** Start Exercise material **

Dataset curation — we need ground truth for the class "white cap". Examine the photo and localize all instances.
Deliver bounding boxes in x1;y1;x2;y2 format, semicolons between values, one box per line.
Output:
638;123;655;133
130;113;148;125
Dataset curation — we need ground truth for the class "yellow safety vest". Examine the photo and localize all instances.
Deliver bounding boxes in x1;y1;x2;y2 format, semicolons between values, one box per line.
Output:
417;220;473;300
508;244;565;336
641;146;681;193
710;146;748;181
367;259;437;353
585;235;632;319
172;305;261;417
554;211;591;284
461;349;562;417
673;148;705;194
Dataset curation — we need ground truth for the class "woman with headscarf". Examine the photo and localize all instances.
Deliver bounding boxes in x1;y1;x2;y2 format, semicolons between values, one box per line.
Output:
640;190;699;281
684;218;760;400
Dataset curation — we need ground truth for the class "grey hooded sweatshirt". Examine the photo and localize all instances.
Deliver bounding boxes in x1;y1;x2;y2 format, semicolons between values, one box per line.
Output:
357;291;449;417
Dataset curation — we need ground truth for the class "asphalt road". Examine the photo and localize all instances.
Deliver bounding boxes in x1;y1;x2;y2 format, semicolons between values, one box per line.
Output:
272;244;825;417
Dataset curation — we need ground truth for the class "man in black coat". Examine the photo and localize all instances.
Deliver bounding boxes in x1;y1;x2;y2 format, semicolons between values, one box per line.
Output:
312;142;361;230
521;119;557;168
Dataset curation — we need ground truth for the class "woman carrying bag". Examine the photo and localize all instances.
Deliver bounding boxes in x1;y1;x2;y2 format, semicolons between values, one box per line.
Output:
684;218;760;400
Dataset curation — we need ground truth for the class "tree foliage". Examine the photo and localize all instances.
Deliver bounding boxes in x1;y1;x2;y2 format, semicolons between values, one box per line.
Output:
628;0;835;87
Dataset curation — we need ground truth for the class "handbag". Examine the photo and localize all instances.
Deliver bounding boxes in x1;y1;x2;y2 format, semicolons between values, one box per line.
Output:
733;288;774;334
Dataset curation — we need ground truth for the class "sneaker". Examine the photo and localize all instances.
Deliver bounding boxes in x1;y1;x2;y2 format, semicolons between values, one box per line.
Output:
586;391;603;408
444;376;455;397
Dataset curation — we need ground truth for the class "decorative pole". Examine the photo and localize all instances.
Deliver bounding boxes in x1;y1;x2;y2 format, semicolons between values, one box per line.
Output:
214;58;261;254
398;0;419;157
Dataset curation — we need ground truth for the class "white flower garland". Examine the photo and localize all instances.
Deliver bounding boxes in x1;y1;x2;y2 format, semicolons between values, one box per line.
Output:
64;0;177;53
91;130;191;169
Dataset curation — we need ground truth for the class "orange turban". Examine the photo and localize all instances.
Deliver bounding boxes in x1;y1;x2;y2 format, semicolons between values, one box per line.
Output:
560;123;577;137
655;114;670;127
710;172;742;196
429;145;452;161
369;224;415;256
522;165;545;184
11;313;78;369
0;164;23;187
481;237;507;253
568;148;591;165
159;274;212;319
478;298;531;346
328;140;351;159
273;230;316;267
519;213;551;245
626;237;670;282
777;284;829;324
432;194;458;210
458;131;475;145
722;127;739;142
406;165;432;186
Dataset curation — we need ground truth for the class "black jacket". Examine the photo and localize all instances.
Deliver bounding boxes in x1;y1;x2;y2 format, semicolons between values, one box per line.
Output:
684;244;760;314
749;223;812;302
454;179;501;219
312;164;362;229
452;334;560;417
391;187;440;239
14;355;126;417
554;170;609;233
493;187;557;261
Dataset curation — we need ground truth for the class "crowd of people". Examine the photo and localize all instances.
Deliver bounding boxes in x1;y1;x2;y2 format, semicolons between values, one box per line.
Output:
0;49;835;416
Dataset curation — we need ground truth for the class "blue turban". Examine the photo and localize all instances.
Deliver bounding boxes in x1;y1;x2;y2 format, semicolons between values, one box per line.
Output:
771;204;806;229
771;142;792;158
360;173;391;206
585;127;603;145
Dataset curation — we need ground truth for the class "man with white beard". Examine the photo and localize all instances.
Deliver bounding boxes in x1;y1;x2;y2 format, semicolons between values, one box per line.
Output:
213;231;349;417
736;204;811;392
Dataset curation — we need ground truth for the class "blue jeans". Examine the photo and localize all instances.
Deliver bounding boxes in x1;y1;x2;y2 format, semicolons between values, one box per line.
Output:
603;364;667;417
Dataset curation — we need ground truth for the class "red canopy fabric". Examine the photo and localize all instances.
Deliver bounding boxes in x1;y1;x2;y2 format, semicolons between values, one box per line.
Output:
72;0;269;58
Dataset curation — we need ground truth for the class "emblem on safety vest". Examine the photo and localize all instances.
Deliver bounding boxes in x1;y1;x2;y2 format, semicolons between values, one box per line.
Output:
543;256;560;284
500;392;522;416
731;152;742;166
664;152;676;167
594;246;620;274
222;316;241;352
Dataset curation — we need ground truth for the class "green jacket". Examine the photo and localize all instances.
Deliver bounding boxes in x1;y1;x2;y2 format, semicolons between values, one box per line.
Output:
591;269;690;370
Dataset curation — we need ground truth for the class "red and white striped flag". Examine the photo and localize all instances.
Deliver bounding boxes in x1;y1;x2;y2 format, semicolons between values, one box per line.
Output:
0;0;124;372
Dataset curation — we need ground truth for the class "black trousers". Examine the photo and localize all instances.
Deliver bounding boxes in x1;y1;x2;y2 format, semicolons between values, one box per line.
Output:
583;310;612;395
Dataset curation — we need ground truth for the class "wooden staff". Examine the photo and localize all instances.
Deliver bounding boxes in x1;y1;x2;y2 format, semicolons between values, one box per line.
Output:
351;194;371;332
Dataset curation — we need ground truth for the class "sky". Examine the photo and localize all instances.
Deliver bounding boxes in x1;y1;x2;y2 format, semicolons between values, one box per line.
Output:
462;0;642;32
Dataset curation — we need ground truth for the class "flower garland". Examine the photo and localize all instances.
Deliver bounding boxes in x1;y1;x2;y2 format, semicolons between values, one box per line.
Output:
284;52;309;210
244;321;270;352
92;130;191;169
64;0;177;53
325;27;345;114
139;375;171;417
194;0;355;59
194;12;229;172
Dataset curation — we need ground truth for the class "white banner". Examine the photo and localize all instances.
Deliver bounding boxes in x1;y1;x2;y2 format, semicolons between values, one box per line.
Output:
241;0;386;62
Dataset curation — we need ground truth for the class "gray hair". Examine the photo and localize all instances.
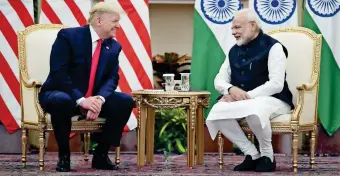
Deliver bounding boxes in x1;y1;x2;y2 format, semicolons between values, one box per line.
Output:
235;8;262;30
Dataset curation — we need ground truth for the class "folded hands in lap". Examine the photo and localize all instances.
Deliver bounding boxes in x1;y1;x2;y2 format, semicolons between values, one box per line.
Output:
79;97;103;120
220;87;250;102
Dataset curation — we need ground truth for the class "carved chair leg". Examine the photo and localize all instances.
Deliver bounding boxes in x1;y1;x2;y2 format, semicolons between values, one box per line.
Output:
310;130;316;168
218;131;224;169
293;132;299;173
39;129;45;170
116;147;120;166
21;128;27;168
84;132;91;161
248;133;255;144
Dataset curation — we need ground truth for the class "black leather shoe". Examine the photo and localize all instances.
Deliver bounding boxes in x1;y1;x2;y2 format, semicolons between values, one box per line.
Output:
234;155;259;171
56;156;71;172
92;154;119;170
255;156;276;172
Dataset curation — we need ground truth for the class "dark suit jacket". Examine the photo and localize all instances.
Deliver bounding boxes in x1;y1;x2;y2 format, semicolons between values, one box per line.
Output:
37;25;122;101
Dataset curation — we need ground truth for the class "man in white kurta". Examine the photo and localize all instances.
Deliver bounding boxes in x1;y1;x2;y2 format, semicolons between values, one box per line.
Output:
206;9;292;172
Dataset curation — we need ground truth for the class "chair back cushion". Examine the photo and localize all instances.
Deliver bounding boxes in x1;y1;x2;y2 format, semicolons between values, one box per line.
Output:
18;24;63;123
269;27;321;124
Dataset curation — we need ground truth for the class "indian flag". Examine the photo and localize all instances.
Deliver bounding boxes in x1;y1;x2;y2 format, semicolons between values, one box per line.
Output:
249;0;299;32
190;0;242;117
303;0;340;135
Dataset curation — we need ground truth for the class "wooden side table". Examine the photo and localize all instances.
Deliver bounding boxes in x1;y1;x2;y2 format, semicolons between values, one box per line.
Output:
132;90;210;168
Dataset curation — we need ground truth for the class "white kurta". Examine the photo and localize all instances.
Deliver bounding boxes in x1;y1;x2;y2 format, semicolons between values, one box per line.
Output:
206;43;290;139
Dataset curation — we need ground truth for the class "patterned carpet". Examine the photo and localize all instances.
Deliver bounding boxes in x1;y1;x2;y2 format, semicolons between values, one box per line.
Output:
0;153;340;176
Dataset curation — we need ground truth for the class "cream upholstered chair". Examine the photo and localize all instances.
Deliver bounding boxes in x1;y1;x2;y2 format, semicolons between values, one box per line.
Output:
18;24;120;170
218;27;322;172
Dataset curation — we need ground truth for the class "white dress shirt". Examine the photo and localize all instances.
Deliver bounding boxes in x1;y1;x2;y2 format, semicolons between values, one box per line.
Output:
214;43;286;98
77;25;105;105
206;43;290;139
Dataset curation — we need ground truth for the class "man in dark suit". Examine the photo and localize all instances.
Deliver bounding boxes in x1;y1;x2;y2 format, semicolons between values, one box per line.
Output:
39;2;134;172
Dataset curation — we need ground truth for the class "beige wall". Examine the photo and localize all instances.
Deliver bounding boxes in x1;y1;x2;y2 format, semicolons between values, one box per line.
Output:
150;0;303;56
150;4;194;56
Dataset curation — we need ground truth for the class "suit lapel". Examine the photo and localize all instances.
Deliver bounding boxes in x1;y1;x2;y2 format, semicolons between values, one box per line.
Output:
94;39;112;86
83;25;92;77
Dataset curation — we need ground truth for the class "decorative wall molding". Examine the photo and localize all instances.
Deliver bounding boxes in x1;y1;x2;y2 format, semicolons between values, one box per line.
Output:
149;0;195;4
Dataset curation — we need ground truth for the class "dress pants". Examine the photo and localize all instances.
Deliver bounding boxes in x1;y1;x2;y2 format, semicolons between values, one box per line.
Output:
212;115;274;161
39;91;134;156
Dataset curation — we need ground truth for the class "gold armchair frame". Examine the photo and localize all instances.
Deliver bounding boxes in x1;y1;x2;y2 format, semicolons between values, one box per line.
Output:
218;27;322;172
18;24;120;170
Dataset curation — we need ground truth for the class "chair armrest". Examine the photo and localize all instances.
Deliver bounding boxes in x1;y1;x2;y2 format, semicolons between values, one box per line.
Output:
296;83;316;91
31;79;46;122
24;78;42;88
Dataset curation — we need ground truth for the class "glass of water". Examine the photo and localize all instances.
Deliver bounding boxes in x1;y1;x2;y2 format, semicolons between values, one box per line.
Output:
180;73;190;91
163;73;175;91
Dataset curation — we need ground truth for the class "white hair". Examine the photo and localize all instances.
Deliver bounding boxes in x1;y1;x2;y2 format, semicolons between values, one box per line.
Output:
235;8;262;29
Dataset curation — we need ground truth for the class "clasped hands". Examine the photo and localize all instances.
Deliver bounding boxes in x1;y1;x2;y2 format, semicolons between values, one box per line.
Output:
219;87;250;102
79;96;104;120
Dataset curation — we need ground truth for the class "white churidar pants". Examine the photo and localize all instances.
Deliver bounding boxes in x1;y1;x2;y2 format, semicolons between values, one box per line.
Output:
206;97;290;160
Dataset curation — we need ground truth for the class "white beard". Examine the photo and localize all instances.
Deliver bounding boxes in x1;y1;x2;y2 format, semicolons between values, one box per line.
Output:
236;38;244;46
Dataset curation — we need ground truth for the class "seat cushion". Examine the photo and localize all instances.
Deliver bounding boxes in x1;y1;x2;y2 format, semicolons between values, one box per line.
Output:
46;113;105;123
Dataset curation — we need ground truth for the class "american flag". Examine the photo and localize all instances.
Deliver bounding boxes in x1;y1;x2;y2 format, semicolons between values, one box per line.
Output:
40;0;153;131
0;0;34;133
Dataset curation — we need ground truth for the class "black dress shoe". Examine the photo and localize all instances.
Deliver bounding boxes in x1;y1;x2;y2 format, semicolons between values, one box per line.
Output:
56;156;71;172
234;155;259;171
255;156;276;172
92;154;119;170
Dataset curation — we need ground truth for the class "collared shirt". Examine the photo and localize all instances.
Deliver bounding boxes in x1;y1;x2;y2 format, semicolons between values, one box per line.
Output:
77;25;105;105
214;43;286;98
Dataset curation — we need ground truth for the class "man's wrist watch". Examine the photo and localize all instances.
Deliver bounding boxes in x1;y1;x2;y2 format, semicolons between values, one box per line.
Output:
228;86;234;94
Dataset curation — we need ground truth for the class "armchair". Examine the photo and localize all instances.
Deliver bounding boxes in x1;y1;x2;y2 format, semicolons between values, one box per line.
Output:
218;27;322;172
18;24;120;170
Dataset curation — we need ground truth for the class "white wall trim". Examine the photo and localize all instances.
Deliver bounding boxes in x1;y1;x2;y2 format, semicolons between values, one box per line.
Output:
149;0;195;4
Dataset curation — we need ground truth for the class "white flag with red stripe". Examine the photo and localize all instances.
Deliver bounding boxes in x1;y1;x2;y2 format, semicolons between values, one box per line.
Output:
102;0;153;131
0;0;34;133
39;0;91;27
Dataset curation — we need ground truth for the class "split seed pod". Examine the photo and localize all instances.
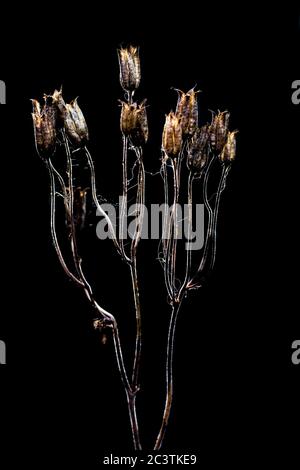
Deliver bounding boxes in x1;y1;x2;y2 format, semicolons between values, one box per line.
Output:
162;111;182;158
118;46;141;92
176;88;199;135
64;98;89;147
187;125;210;173
210;111;230;153
220;131;238;163
120;100;149;146
31;96;56;159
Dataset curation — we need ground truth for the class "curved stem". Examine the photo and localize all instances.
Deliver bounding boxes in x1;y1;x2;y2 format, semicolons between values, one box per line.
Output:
187;156;216;288
171;160;180;300
47;161;83;287
119;135;131;262
154;301;182;450
178;172;194;299
208;164;231;272
130;149;145;390
84;147;126;254
161;156;173;300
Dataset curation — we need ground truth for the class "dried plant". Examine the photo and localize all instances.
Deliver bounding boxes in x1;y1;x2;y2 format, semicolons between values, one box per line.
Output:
32;46;236;450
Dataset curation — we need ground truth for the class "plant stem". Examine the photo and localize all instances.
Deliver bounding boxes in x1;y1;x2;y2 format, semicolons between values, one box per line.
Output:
178;172;194;299
84;147;122;254
130;149;145;390
47;161;83;287
119;135;131;262
154;301;182;450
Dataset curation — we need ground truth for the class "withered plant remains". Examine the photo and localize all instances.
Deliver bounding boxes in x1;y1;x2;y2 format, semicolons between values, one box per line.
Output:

** End Exercise material **

(What you should do)
Format the stretch of entries above, from the first line through the line containing "521;119;557;168", as a JSON list of strings, one string per line and with blank lines omitted.

(Right answer)
[
  "Dataset curation — we need ground truth for the class \"white cap\". Examine the photo and localize all instances.",
  "Deliver bounding boxes in x1;y1;x2;y2 format, semicolons between values, one box per line.",
  "Output:",
  "638;123;655;133",
  "130;113;148;125",
  "Dataset curation — we need ground truth for the class \"yellow safety vest\". Examine the photo and localize all instances.",
  "Deliver bounding boxes in x1;y1;x2;y2 format, semicolons between values, one box per line.",
  "Output:",
  "417;220;473;300",
  "508;244;565;336",
  "641;146;681;193",
  "710;146;748;181",
  "367;259;437;353",
  "585;235;632;319",
  "172;305;261;417",
  "554;211;591;284",
  "461;349;562;417",
  "673;148;705;194",
  "Dataset curation — we need ground truth for the class \"woman with headscarf\". Examine the photo and localize all instances.",
  "Deliver bounding boxes in x1;y1;x2;y2 format, semicolons between values, one box per line.",
  "Output:",
  "640;190;699;281",
  "684;218;760;400",
  "Dataset curation — we need ground truth for the class \"grey hooded sweatshirt\". Examine the photo and localize all instances.",
  "Deliver bounding boxes in x1;y1;x2;y2 format, semicolons between values, one box per line.",
  "Output:",
  "357;291;449;417",
  "Dataset curation — we need ground truth for the class \"asphalt road\". Examine the photo and localize all instances.",
  "Deliver bounding boxes in x1;y1;x2;y2 format, semicolons between values, one box per line.",
  "Output:",
  "272;244;825;417",
  "Dataset curation — we need ground truth for the class \"man in black coat\". Examine the photo and localize all instances.",
  "Deliver bounding boxes in x1;y1;x2;y2 format, semicolons between values, one box per line.",
  "Output:",
  "312;142;361;230",
  "521;119;557;168"
]